__Activity__.
In the listing below, look for "query" and copy every line that has it.
────────
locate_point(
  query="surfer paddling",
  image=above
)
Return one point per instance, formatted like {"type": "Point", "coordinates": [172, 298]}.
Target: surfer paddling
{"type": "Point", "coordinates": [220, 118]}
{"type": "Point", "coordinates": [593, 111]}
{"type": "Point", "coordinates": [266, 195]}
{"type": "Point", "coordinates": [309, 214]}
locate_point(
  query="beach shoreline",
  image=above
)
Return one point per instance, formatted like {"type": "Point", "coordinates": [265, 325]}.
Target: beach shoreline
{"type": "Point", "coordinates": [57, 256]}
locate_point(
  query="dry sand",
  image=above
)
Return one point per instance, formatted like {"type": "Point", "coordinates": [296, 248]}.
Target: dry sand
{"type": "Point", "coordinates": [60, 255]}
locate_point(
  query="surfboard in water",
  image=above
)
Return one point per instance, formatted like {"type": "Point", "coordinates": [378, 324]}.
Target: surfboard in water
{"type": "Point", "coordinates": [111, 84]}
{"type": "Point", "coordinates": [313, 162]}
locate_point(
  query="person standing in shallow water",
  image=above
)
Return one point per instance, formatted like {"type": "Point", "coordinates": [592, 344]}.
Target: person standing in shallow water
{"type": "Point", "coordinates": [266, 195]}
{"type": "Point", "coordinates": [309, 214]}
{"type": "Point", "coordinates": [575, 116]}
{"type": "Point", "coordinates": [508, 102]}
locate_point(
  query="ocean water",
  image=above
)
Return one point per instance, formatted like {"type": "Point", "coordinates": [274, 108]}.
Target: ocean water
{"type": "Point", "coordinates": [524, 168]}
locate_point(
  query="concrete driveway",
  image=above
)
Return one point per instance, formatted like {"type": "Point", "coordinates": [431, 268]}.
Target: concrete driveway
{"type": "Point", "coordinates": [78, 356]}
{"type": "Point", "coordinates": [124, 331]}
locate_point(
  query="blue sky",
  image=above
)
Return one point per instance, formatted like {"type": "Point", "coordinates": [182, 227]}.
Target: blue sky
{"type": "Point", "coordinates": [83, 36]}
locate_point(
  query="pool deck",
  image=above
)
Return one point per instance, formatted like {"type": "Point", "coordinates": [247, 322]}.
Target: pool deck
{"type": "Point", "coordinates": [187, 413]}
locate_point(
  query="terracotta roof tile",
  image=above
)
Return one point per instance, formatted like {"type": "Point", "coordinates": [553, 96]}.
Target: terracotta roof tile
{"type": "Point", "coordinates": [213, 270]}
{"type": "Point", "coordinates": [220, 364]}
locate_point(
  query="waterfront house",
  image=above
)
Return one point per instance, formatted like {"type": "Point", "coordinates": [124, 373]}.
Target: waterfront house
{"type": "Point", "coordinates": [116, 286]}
────────
__Exercise solution__.
  query="surfer paddling",
  query="beach shoreline",
  query="dry sand",
  query="surfboard in water",
  query="person standing in shallow water",
  query="ocean water",
  query="concrete driveway",
  query="blue sky",
  query="pool deck",
  query="terracotta roof tile",
  query="waterfront house",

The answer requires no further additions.